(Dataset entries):
=== Begin Enclosure ===

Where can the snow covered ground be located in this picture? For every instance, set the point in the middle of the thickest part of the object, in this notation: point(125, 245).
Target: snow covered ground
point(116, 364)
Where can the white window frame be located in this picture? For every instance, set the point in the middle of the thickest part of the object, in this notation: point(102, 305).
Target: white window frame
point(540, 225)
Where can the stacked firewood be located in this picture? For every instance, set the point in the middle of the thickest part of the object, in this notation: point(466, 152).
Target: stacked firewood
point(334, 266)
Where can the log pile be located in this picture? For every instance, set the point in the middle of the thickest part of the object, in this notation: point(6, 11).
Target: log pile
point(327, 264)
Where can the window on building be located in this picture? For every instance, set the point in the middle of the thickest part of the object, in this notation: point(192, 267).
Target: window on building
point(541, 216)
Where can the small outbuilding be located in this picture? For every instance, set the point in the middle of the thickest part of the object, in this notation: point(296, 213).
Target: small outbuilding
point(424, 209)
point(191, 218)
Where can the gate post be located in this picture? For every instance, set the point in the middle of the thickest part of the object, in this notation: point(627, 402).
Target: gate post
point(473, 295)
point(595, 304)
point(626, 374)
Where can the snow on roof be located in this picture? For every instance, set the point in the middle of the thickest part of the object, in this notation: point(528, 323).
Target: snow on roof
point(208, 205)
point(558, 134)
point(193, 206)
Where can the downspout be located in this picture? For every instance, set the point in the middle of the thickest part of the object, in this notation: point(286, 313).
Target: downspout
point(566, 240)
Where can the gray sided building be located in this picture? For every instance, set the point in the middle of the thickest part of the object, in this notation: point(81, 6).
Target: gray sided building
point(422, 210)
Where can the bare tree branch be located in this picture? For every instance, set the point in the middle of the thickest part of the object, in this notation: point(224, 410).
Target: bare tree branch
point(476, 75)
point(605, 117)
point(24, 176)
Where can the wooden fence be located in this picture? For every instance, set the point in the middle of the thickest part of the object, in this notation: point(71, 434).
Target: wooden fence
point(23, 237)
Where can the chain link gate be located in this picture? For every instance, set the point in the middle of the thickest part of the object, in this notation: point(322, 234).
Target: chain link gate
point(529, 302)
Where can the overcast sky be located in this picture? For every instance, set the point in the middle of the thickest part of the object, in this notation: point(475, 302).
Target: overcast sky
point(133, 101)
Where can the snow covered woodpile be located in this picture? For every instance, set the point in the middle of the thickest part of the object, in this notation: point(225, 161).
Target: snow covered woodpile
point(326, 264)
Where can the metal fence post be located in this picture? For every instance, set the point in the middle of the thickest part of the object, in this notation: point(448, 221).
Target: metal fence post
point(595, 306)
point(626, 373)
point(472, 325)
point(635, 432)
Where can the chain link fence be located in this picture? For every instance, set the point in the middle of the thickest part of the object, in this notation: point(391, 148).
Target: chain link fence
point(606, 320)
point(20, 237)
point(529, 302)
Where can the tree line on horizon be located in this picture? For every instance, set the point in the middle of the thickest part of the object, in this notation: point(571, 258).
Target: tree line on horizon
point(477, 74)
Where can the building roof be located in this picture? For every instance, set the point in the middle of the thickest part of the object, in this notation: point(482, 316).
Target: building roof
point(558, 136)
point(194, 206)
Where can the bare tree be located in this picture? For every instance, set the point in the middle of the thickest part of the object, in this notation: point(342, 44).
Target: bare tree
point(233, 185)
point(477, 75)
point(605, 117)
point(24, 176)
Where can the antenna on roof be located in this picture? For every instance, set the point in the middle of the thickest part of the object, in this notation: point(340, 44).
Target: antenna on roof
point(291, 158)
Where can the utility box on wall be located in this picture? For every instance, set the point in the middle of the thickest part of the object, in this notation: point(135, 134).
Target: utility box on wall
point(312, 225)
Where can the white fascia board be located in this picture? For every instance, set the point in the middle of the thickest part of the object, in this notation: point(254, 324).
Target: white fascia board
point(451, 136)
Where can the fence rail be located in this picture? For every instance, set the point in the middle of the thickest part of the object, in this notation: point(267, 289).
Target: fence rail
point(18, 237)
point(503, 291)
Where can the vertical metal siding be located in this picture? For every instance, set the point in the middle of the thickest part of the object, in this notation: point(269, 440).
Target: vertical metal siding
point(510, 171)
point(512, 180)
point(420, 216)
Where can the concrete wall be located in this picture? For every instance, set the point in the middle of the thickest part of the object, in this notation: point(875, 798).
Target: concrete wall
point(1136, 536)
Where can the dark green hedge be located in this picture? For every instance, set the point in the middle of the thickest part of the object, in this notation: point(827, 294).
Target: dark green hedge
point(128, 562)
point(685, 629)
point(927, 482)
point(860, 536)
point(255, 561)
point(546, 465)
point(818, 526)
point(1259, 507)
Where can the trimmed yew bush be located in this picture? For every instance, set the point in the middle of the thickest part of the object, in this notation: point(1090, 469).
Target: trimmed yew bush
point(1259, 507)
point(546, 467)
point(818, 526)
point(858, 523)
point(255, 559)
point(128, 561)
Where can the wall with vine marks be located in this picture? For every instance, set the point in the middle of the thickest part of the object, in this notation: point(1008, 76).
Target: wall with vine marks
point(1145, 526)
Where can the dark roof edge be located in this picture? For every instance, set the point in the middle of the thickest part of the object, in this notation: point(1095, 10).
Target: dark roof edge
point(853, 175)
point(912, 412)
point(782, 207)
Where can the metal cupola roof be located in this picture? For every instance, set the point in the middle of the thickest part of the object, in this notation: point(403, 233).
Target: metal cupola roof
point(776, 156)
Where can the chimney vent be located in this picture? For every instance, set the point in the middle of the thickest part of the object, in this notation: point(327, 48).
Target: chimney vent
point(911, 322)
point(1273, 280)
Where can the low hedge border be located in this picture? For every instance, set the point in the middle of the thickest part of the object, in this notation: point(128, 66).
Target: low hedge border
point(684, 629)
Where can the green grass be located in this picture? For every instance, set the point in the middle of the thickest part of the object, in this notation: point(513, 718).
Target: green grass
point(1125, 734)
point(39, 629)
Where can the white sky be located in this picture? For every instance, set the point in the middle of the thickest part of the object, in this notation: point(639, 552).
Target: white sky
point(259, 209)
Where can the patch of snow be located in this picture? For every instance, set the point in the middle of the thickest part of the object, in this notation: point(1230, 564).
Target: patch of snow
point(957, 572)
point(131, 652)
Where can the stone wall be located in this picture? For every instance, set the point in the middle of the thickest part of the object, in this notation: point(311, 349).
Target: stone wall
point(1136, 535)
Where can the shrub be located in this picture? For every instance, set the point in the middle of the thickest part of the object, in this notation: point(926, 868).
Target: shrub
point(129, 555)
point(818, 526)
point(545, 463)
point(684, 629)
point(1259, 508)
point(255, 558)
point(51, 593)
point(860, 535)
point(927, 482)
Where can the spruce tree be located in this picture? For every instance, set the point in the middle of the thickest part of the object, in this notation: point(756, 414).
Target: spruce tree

=== End Enclosure ===

(TASK BRIEF):
Your answer must be the lines above from the one containing "Target: concrete wall" to the one containing "Where can the trimmed", both included, restated word for word.

(RESULT OF THIS TASK):
Target: concrete wall
point(1136, 536)
Where can the dark green hedge be located in this picture? For every instance, set the point in the middle of the thickest part of the object, in this notation: point(827, 294).
Target: dark green hedge
point(128, 562)
point(685, 629)
point(927, 482)
point(860, 536)
point(255, 561)
point(546, 465)
point(818, 526)
point(1259, 507)
Where can the trimmed yew bush be located in this picture? For every instance, set the point in the middle of the thickest part of the object, in this notation: point(1090, 469).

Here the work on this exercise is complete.